• **REQUIREMENT**:
Write out each record again exactly as it stands.

[Coordinate annotation entries]

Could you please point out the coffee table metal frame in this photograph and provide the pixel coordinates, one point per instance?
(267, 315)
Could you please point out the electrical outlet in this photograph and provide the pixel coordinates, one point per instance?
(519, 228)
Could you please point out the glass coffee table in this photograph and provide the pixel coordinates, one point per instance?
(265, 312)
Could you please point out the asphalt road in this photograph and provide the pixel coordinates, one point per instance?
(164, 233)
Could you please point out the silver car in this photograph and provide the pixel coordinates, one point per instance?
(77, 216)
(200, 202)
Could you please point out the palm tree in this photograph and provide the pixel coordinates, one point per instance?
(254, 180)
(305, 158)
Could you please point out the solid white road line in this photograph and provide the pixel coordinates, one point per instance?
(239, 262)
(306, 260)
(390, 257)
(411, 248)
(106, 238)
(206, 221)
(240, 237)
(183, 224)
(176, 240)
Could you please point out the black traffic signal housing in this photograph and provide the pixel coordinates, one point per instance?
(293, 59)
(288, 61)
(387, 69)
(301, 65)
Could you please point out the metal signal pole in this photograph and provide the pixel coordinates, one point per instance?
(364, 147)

• **WORKED SOLUTION**:
Could you please point out the coffee table metal frame in this photograph and provide the pixel coordinates, one point per instance?
(267, 315)
Could you please point out the electrical outlet in this photograph and provide the pixel coordinates, one point per instance?
(519, 228)
Could you please point out the glass coffee table in this photograph and provide the pixel coordinates, one point per instance?
(265, 312)
Could you please point out the asphalt road in this photograph and provide the pixel coordinates, one point per instance?
(164, 233)
Could you please point out the silver car in this photograph and provide the pixel coordinates, one point per instance?
(77, 216)
(200, 202)
Could you please point out the palm tree in this photograph and provide the pixel coordinates, one point per instance?
(254, 180)
(305, 158)
Could you please point out the solid white road line in this photograph and provide the pixel coordinates, one point per instance?
(239, 262)
(306, 260)
(390, 257)
(411, 248)
(106, 238)
(206, 221)
(240, 237)
(183, 224)
(176, 240)
Could you please point out the black traffic signal housing in this photograph and provide the pixel coordinates, one point per instance?
(293, 59)
(288, 61)
(387, 69)
(301, 65)
Could you please point out the metal signal pole in this photograph and provide the pixel coordinates, one point per instance?
(364, 147)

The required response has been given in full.